____ TEXT PASSAGE

The Boston Journal of the Times wrote about a British band declaring "that Yankee Doodle song was the Capital Piece of their band music."

The earliest known version of the lyrics comes from 1775:

Brother Ephraim sold his Cow
And bought him a Commission;
And then he went to Canada
To fight for the Nation;

But when Ephraim he came home
He proved an arrant Coward,
He wou'dn't fight the Frenchmen there
For fear of being devour'd.

(Note that the sheet music which accompanies these lyrics reads, "The Words to be Sung thru the Nose, & in the West Country drawl & dialect.")

During the Revolutionary War, the Americans embraced the song and made it their own, turning it back on those who had used it to mock them. A newspaper account after the Battle of Lexington and Concord, a Boston newspaper reported, "Upon their return to Boston [pursued by the Minutemen], one [Briton] asked his brother officer how he liked the tune now,-- 'D--n them,' returned he, 'they made us dance it till we were tired.' -- Since which Yankee Doodle sounds less sweet to their ears."

The British responded with another set of lyrics following the Battle of Bunker Hill:

The seventeen of June, at Break of Day,
The Rebels they supriz'd us,
With their strong Works, which they'd thrown up,
To burn the Town and drive us.
A full version of the first few stanzas of the song, as it is known today, goes:

Father and I went down to camp,
Along with Captain Gooding,
And there we saw the men and boys
As thick as hasty pudding.

________
____ INFORMATION GIVEN

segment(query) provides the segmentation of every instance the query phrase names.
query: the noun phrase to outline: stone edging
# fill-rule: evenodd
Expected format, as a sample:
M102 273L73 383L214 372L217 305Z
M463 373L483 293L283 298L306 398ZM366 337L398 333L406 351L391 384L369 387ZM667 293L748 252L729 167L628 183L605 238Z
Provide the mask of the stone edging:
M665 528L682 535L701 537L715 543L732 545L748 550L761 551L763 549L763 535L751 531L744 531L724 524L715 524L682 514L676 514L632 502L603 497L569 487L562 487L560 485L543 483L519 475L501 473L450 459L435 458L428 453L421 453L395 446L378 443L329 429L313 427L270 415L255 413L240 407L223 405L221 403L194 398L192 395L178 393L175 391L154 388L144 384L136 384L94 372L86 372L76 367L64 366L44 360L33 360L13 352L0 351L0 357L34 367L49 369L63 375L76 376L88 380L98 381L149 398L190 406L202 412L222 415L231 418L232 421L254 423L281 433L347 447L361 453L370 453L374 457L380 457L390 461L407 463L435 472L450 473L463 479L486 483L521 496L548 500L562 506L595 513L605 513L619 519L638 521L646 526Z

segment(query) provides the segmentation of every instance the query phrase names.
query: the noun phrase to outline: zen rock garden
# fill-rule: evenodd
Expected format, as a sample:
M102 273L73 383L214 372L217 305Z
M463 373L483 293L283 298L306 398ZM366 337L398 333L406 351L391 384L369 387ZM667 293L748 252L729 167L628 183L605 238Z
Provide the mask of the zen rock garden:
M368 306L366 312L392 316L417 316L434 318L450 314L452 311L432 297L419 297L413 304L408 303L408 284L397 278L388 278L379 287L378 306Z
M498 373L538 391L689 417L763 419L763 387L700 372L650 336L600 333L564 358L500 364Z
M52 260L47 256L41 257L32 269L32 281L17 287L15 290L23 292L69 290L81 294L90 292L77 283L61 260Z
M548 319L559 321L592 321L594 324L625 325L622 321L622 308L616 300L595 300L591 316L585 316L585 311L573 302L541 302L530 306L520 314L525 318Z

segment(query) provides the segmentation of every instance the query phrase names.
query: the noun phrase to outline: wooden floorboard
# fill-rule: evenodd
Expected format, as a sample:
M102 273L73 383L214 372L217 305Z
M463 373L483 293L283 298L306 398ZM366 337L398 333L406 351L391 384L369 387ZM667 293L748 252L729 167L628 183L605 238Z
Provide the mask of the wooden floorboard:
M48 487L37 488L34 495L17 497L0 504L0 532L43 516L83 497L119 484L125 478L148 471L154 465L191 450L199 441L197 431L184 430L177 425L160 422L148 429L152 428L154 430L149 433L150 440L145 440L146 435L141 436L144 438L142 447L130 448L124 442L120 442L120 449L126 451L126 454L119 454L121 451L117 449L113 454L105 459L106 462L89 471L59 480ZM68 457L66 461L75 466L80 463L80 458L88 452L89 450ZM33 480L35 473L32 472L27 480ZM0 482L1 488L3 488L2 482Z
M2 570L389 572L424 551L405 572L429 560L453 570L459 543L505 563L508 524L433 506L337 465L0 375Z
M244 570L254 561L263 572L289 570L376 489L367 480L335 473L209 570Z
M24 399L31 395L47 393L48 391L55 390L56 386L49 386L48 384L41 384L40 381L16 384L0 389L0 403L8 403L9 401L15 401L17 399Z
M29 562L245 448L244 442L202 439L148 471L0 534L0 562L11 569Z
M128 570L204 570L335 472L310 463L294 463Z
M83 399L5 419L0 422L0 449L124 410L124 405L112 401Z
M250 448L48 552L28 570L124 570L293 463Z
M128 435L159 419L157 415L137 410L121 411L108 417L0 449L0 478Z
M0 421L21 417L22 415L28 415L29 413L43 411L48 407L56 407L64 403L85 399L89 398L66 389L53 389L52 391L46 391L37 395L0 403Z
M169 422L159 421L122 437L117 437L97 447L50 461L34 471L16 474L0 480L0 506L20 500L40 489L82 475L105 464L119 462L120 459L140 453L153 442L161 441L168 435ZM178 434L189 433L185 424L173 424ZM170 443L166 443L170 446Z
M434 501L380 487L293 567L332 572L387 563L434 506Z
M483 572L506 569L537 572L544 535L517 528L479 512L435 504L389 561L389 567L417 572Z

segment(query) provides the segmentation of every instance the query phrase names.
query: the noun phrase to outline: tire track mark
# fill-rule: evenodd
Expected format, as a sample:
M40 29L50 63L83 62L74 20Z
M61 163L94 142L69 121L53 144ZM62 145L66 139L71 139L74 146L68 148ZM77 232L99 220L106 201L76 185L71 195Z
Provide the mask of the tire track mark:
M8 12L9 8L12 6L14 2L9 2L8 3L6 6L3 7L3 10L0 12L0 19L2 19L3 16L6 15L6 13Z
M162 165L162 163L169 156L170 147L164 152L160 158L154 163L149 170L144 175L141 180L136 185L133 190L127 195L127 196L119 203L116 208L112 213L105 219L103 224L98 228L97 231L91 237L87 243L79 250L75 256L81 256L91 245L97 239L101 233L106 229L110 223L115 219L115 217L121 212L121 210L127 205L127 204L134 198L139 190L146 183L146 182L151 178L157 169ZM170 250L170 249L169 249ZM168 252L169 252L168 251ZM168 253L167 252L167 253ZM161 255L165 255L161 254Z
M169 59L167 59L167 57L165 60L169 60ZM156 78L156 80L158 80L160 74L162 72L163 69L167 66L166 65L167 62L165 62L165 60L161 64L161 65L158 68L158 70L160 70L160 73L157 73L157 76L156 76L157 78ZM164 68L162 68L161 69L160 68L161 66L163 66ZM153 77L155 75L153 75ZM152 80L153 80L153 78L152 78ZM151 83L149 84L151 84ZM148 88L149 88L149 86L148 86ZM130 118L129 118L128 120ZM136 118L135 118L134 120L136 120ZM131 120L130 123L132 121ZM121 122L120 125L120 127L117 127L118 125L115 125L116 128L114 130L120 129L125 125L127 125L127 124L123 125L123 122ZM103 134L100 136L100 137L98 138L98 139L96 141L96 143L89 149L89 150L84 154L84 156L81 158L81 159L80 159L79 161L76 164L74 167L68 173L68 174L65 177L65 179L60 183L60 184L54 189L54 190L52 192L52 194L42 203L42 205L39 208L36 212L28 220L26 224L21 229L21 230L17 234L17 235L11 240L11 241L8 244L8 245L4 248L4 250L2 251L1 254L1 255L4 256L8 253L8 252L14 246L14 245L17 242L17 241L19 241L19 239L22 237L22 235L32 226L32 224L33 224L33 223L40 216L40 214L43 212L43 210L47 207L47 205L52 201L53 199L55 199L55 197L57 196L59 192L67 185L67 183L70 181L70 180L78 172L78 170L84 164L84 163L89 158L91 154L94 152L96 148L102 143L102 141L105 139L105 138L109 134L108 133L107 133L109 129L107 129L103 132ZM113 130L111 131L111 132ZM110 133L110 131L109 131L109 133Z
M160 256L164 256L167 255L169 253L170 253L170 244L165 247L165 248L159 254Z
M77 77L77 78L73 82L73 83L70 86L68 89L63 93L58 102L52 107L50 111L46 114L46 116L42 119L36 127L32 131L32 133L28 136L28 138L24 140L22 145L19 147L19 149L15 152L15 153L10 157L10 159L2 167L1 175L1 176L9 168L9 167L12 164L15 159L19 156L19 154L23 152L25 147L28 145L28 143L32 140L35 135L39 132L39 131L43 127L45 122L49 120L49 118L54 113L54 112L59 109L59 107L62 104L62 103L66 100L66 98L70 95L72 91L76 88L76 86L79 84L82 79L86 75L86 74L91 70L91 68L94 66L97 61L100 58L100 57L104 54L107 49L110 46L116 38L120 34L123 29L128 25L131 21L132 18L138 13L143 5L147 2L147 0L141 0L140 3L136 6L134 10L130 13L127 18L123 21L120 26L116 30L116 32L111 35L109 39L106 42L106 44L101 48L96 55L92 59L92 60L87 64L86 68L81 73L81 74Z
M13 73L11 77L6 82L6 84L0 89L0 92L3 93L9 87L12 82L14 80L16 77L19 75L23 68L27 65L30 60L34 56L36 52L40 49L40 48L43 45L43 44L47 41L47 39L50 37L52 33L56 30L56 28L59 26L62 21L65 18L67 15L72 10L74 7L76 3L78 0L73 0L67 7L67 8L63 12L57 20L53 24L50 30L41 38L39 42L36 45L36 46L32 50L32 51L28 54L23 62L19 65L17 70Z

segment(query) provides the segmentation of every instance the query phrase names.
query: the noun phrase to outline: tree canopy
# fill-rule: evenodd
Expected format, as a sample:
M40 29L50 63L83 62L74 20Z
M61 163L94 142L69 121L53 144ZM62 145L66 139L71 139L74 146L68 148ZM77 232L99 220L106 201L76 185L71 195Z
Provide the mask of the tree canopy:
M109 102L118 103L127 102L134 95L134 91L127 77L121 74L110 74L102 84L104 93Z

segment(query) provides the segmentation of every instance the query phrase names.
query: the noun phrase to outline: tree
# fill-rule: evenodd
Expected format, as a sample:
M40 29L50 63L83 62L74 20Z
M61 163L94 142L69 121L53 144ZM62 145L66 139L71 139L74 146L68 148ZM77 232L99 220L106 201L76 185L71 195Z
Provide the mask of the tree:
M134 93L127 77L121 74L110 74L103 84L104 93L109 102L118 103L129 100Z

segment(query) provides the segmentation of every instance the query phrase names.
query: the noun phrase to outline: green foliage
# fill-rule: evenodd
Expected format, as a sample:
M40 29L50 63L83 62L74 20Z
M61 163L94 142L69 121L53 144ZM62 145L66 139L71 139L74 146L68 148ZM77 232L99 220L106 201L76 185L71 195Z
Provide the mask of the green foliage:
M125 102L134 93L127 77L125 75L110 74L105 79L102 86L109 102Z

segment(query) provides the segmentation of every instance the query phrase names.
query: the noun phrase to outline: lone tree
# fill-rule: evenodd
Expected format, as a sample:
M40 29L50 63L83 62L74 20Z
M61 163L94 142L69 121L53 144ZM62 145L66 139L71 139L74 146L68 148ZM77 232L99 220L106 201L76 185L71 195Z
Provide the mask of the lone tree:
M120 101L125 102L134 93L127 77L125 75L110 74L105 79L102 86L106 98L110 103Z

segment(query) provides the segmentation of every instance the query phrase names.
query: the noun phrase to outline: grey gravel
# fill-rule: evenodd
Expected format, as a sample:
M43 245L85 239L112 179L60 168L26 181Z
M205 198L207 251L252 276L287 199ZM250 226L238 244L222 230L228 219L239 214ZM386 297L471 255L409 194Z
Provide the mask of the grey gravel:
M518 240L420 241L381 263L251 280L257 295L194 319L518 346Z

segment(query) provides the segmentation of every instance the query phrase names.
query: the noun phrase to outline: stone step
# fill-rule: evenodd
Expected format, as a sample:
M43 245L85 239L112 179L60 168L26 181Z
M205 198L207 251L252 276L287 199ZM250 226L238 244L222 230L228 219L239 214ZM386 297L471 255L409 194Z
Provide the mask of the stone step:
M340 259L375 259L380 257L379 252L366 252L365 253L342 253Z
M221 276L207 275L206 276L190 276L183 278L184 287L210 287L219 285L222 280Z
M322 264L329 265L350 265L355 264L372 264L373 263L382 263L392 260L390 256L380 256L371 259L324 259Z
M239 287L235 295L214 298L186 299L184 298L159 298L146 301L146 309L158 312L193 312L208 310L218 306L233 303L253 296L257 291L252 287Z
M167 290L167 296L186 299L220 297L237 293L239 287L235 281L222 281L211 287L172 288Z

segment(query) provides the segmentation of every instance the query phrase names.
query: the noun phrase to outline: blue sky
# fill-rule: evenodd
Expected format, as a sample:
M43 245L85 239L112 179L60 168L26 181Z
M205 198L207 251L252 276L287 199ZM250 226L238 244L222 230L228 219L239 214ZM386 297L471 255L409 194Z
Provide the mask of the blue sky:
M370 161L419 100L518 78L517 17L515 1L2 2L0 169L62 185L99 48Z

________

» **STATED GOAL 1**:
From the Yankee Doodle passage, set down the stretch from "The earliest known" through "of being devour'd.".
» **STATED GOAL 2**:
According to the Yankee Doodle passage, why did the tune sound less sweet to British ears after the Battle of Lexington and Concord? Answer in one to three sentences.
» **STATED GOAL 3**:
Answer these questions from the Yankee Doodle passage:
(a) From what year does the earliest known version of the lyrics come?
(b) What did Brother Ephraim sell to buy his commission?
(c) After which battle did the British respond with another set of lyrics?

» **FINAL ANSWER 1**:
The earliest known version of the lyrics comes from 1775:

Brother Ephraim sold his Cow
And bought him a Commission;
And then he went to Canada
To fight for the Nation;

But when Ephraim he came home
He proved an arrant Coward,
He wou'dn't fight the Frenchmen there
For fear of being devour'd.

» **FINAL ANSWER 2**:
On their return to Boston, the British were pursued by the Minutemen. As one officer put it, the Americans "made us dance it till we were tired."

» **FINAL ANSWER 3**:
(a) 1775
(b) His cow
(c) The Battle of Bunker Hill